BEGIN
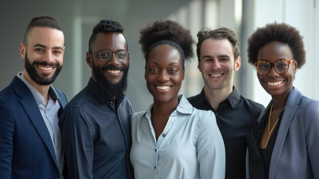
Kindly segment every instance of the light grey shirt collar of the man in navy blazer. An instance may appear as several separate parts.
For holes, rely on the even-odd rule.
[[[18,72],[17,74],[18,78],[30,89],[31,93],[33,94],[33,97],[36,100],[37,105],[44,103],[44,97],[28,82],[23,76],[23,71]],[[59,99],[59,96],[56,92],[56,90],[50,85],[49,91],[49,100],[53,100],[54,104],[56,104],[57,100]]]

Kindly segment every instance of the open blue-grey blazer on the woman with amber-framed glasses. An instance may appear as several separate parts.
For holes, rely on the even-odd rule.
[[[268,115],[272,101],[260,115],[254,129],[247,135],[251,178],[262,178],[256,168],[263,168],[258,151],[256,128]],[[274,145],[269,178],[319,178],[319,101],[308,98],[293,87],[281,118]],[[258,167],[259,166],[259,167]]]

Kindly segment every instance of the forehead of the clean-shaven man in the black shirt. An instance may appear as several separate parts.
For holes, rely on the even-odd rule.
END
* **Task statement**: If a line in the records above has the word "grey", copy it.

* **Task output**:
Kindly segment every instance of the light grey shirt collar of the man in navy blazer. An instance may appear as several separate parts.
Kindly segment every instance of the open blue-grey blazer on the woman with amber-framed glasses. An instance may appear as several separate parts.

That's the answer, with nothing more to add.